#### Extrahierter Text

Eine dritte Landkarte betrifft Deutschland, sie ist für mich die überraschendste. Ein Team rund um die Autoritarismusforscherin Gerda Lederer verglich nämlich direkt nach dem Fall der Mauer die bei jugendlichen Schülern und Schülerinnen diesseits und jenseits der innerdeutschen Grenze zu messenden autoritären Haltungen wie Fremdenfeindlichkeit oder auch die Bereitschaft, sich ungerechten Befehlen zu widersetzen. Zumindest offiziell war die Gesellschaft der DDR ja auf Völkerverständigung und Antifaschismus ausgerichtet und in der Erziehung galten Solidarität, Gleichbehandlung und Einordnung in die Gemeinschaft als wichtige Werte. Sollten die in der DDR aufgewachsenen Jugendlichen dann nicht eine geringere Neigung zu autoritären Positionen haben? Das krasse Gegenteil war der Fall – in allen befragten Dimensionen, und zwar deutlich.

Die letzte Landkarte ist deshalb interessant, weil sie einen Hinweis enthält, dass in Sachen Autoritarismus nicht nur die Erziehung in der Familie, sondern auch die in den Einrichtungen wirkmächtig sein kann. Denn der Erziehungsstil in den Familien war damals in der DDR nicht viel anders als in der BRD. Die Kinder wurden sogar wahrscheinlich weniger geschlagen als in Westdeutschland. Aber wenn man die Erziehung in den Einrichtungen anschaut, hatte diese eindeutig autoritäre Züge, das zeigen zum Beispiel Übersichtsarbeiten von Agathe Israel. Kinder mussten sich in den Krippen und Kitas größtenteils von klein auf unterordnen, die Betreuungszeiten waren extrem lang. Die meiste Zeit haben die Kinder also in „hörigen“ Positionen ohne Widerrede verbracht. Sie sollten im Kollektiv funktionieren, die Bedürfnisse des einzelnen Kindes standen nicht im Fokus. Der Personalschlüssel war außerdem so eng bemessen, dass der Tagesablauf nur durch ein striktes Reglement zu schaffen war. Dass ein solches Aufwachsen zumindest Spuren hinterlässt – und bei manchen vielleicht sogar einen Haftgrund für autoritäre politische Versprechungen – erscheint mir plausibel.

########

> [Aufgabe 1]: Nennen Sie alle Werte, die laut dem Text über Autoritarismus in der Erziehung der DDR als wichtig galten.
> [Aufgabe 2]: Führen Sie den Text über Autoritarismus nach seinem letzten Satz fort.

#### Gegebene Daten

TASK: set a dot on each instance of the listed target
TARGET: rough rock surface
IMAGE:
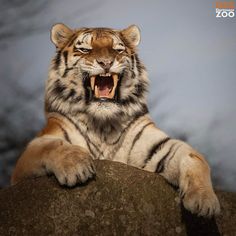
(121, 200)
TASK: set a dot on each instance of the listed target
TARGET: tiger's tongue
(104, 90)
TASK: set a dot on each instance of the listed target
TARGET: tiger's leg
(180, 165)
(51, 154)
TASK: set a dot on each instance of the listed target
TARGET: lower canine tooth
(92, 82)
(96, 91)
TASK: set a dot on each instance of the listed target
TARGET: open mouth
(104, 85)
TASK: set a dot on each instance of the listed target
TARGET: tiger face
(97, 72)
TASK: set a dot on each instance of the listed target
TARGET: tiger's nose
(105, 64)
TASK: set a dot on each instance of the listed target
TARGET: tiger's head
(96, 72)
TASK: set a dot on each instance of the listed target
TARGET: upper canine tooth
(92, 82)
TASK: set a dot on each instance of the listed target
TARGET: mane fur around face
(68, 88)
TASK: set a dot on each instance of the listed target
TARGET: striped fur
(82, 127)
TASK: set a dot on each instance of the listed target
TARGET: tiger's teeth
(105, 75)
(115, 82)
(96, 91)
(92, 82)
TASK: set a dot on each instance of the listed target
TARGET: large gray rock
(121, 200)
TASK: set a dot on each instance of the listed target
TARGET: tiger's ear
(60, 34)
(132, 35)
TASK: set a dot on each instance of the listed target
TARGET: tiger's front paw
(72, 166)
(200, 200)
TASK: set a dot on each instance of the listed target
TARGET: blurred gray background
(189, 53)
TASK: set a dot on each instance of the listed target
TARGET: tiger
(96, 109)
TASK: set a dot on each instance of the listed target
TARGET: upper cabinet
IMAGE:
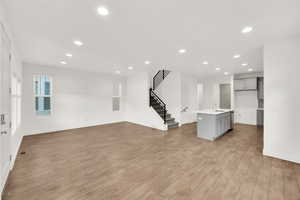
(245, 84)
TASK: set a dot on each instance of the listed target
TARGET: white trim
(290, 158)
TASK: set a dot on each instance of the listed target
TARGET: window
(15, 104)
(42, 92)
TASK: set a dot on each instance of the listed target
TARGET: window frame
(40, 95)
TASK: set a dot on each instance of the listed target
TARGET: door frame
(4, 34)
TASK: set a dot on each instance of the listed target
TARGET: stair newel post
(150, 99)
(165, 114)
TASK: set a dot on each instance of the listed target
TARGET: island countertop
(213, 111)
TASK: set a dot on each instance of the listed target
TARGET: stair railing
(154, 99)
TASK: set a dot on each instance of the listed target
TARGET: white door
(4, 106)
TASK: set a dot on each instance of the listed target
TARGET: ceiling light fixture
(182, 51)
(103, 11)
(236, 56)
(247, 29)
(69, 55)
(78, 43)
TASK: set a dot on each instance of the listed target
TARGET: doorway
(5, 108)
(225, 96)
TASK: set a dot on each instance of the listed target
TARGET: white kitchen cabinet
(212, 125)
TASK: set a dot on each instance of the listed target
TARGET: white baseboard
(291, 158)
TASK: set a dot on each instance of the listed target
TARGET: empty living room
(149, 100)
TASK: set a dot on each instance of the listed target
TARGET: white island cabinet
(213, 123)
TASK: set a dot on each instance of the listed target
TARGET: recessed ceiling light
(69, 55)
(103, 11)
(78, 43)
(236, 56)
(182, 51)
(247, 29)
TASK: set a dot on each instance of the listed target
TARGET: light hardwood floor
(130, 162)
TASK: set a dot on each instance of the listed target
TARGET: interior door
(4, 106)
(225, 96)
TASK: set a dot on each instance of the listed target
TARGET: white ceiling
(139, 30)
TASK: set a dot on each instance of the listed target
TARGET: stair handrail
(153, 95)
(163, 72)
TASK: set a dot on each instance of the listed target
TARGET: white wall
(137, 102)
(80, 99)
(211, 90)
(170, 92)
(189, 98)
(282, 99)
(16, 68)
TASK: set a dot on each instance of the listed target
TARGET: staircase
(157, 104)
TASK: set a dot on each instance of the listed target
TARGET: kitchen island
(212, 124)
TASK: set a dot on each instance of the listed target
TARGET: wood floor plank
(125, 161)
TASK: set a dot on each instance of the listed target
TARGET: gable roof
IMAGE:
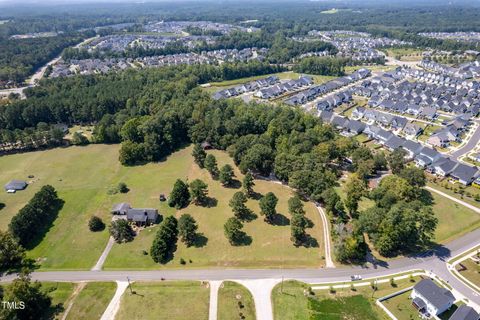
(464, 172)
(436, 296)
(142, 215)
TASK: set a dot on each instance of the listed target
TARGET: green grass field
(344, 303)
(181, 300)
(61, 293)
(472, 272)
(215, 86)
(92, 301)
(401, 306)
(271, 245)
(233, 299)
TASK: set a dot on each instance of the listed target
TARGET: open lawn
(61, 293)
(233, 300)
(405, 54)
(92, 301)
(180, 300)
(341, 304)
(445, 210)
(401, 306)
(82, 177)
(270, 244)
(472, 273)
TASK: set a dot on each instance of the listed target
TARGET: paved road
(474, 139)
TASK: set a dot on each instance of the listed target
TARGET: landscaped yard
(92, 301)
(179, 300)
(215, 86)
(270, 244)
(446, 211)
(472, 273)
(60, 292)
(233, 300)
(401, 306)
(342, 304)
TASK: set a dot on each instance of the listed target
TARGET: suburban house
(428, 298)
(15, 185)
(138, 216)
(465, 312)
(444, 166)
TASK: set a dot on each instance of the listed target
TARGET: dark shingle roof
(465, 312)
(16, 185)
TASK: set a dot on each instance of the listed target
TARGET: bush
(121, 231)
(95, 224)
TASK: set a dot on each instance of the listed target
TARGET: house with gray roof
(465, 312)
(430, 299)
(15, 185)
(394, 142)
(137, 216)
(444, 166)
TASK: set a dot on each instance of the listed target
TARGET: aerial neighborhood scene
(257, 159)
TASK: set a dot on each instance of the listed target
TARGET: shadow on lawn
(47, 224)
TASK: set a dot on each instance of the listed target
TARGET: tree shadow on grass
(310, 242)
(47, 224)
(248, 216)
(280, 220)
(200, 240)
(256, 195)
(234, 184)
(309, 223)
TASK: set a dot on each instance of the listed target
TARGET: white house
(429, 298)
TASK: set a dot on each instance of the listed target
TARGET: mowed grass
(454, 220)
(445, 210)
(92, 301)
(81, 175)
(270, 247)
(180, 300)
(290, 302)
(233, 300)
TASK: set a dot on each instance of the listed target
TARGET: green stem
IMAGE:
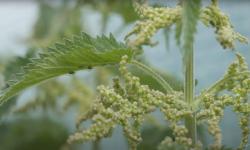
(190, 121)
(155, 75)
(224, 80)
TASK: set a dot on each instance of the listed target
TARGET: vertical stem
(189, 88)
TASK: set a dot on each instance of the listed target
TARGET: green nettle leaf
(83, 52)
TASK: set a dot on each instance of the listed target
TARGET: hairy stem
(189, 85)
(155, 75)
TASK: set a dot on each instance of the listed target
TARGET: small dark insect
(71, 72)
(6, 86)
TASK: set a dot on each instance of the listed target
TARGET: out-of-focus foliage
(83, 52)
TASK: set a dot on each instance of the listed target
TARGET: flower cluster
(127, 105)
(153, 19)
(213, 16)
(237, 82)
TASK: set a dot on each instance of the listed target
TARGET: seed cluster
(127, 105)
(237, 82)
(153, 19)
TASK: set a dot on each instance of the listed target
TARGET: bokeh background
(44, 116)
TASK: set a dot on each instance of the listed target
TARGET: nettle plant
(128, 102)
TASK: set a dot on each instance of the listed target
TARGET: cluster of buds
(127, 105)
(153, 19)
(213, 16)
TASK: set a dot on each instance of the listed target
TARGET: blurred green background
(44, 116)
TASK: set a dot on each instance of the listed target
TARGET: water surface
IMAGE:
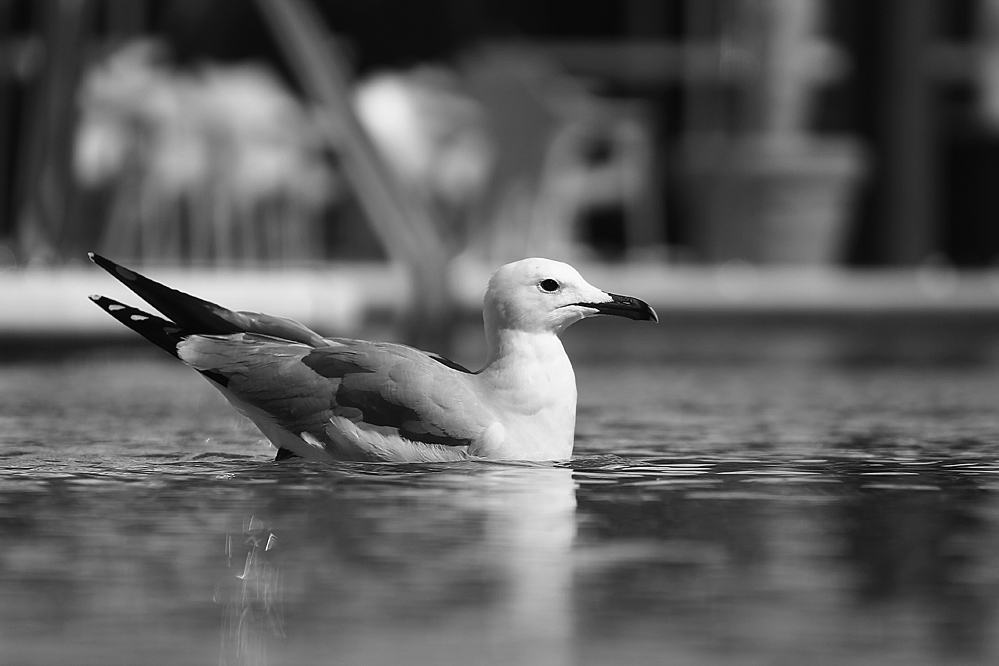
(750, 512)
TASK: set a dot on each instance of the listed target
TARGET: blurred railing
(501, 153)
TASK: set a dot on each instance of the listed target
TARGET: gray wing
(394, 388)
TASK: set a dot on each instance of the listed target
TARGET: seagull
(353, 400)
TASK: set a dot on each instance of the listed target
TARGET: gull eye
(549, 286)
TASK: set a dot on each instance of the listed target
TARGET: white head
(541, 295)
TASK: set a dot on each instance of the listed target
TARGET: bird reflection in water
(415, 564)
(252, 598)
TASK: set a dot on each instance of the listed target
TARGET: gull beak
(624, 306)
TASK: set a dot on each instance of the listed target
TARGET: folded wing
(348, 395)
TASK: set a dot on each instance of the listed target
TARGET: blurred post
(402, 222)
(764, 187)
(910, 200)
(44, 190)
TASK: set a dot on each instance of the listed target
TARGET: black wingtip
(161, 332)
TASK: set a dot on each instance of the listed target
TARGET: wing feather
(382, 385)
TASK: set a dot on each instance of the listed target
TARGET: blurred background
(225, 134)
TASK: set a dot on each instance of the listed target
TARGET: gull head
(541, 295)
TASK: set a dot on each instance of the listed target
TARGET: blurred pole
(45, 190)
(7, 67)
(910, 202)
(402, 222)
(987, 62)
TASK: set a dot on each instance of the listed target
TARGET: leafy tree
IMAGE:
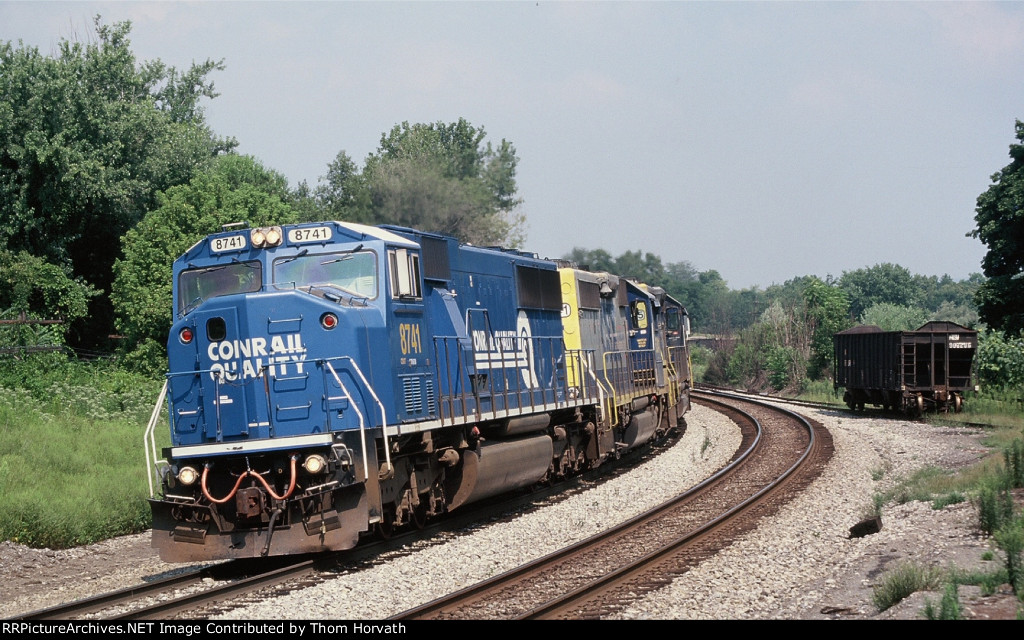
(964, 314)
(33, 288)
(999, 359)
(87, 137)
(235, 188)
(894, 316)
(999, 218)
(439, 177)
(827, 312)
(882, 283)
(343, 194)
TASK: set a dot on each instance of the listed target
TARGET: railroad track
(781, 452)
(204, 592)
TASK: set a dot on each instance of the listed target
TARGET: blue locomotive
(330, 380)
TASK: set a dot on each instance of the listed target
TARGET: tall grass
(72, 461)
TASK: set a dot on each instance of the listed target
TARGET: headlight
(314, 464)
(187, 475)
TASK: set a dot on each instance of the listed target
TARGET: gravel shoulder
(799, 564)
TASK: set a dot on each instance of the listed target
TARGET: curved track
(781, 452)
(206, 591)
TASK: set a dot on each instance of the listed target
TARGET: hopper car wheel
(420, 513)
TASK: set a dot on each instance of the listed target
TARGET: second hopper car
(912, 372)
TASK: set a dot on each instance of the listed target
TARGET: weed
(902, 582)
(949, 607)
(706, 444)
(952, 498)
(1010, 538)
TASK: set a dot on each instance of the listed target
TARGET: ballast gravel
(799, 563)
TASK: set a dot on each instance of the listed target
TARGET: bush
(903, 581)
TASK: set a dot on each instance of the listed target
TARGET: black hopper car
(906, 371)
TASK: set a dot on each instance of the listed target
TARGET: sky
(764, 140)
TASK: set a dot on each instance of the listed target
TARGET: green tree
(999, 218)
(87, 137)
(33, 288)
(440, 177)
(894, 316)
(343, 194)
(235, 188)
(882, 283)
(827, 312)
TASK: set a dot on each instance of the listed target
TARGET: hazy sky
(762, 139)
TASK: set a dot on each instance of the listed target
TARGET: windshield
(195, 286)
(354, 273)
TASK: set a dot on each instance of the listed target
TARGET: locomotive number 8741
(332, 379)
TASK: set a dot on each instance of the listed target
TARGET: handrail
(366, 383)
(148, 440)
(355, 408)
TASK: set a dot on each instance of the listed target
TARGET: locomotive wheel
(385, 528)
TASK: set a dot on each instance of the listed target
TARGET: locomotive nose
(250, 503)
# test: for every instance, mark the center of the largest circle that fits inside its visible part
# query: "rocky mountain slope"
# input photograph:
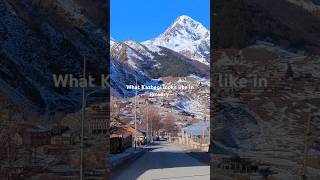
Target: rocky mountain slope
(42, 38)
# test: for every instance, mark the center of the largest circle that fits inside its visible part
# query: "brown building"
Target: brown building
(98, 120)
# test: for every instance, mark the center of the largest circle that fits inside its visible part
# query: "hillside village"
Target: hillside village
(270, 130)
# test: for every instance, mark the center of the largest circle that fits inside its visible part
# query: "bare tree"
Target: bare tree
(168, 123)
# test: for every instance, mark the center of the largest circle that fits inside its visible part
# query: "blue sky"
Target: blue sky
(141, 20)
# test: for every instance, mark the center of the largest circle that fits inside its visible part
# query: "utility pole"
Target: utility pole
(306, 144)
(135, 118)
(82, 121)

########

> [Antwortfeld 1]: Solidarität, Gleichbehandlung, Einordnung in die Gemeinschaft

> [Antwortfeld 2]:
Der eigentliche Lackmustest für die Kindheitsthese aber ist der: Wenn der Kindheit wirklich Schutz- oder Verführungskraft gegenüber autoritären politischen Haltungen zukommt, dann müsste der Wandel hin zu einer liberaleren, beziehungsvolleren, weniger autoritären Erziehungskultur, den wir seit den 1960er Jahren insbesondere in Deutschland erlebt haben, tatsächlich eine politische Dividende eingebracht haben.

Und tatsächlich: Diese Dividende lässt sich klar beschreiben, dem Aufstieg der AfD zum Trotz. Denn was wir beim Blick auf die neue Parteienlandschaft oft vergessen, gehört zu den unbestrittenen Grundaussagen der Autoritarismusforschung: Wir leben heute in der liberalsten, offensten, vielfältigsten und dazu noch „weiblichsten“ Gesellschaft, die es auf deutschem Boden jemals gab. Der Großtrend unserer Zeit heißt eben nicht Rechtspopulismus, sondern Liberalismus. Im geschichtlichen Vergleich haben autoritäre Gesinnungen über die letzten Generationen kontinuierlich abgenommen. Und das insbesondere unter den Jüngeren, die tatsächlich in fast allen Ländern (auch in Deutschland) unter allen Wählergruppen am wenigsten nach stramm rechts neigen. Wer von diesen Aussagen überrascht ist, möge daran denken, dass schon einmal in sieben Landesparlamenten eine Partei
namens NPD saß. Oder daran, wie man in der BRD in den 1960er und 70er Jahren mit den sogenannten Gastarbeitern umgegangen ist. Oder daran, dass eine Position wie „Kinder statt Inder“ einmal ein ganz normales, bürgerlich-konservatives Programm war.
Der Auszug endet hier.